#### Exercise requirements:
1 - In the article on Swedish rent bargaining, write out the passage that begins at the words "Sweden’s Collective Bargaining" and stops after "Ellgaard / Wikimedia Commons)", changing "tenants’ union" to "renters’ union".
2 - According to the article on Swedish rent bargaining, who was leading the Left Party when the prime minister lost the no-confidence vote?
3 - Do these statements agree with the article on Swedish rent bargaining? Answer yes or no for each, and quote the words that decide it.
(a) The Left Party's backing was decisive in the no-confidence vote that the prime minister lost.
(b) A Social Democratic government pushed through the early-1990s changes at the root of the housing crisis.
(c) The no-confidence vote took place in late June.

#### Source extract:

* * * * *

Sweden’s Collective Bargaining for Rents Must Be Defended

In Sweden, rents aren’t set at landlords’ whims but through collective bargaining with the tenants’ union. The system is a reminder of Swedish social democracy’s once-great reformist measures — but also how vulnerable they are in an age of neoliberal counterreforms.

Refurbished Million Program homes in Rinkeby in Stockholm, Sweden. (Holger Ellgaard / Wikimedia Commons)

In late June, Sweden’s Social Democratic Party (SAP) prime minister lost a no-confidence vote in parliament, with the decisive backing of the Left Party. Throughout history, the Social Democrats could traditionally count on this small left-wing party’s support whenever a right-wing government risked coming to power. This time, however, a red line had been drawn, with the Left Party now under the leadership of Nooshi Dadgostar, an MP concerned with housing issues who has a background as a housing activist. The Swedish model of centrally bargained rents was under threat, and the Left Party had vowed to protect the country’s 3 million tenants from a new model that would strip them of bargaining power and thus produce skyrocketing prices.

In bringing down the government, the Left Party moved to protect a model that had been built up over a century’s struggle — and, in the past, institutionalized and guarded by the Social Democrats. Yet in recent decades, the issue of housing reform has been much on the political agenda, with Sweden facing an ever-worsening housing crisis. The crisis has its roots in a series of far-reaching changes to how housing is financed and provisioned, pushed through in the early 1990s under what was at the time an uncommon right-wing government. While these earlier moves saw an aggressive tearing down of large parts of the system built up over generations, the latest reforms threatened to be the final nail in the coffin.

* * * * *

#### Source excerpt:
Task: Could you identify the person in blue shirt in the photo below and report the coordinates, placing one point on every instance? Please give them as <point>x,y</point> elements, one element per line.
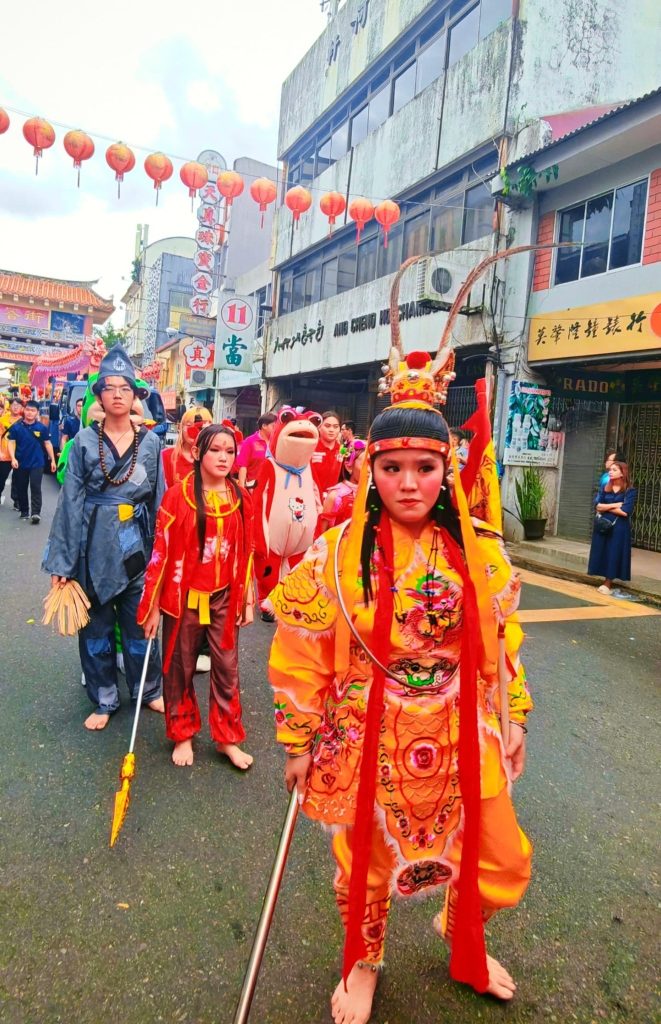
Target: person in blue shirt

* * * * *

#### Answers to each task:
1 -
Sweden’s Collective Bargaining for Rents Must Be Defended

In Sweden, rents aren’t set at landlords’ whims but through collective bargaining with the renters’ union. The system is a reminder of Swedish social democracy’s once-great reformist measures — but also how vulnerable they are in an age of neoliberal counterreforms.

Refurbished Million Program homes in Rinkeby in Stockholm, Sweden. (Holger Ellgaard / Wikimedia Commons)

2 - Nooshi Dadgostar

3 -
(a) Yes: "lost a no-confidence vote in parliament, with the decisive backing of the Left Party"
(b) No: "pushed through in the early 1990s under what was at the time an uncommon right-wing government"
(c) Yes: "In late June, Sweden’s Social Democratic Party (SAP) prime minister lost a no-confidence vote in parliament"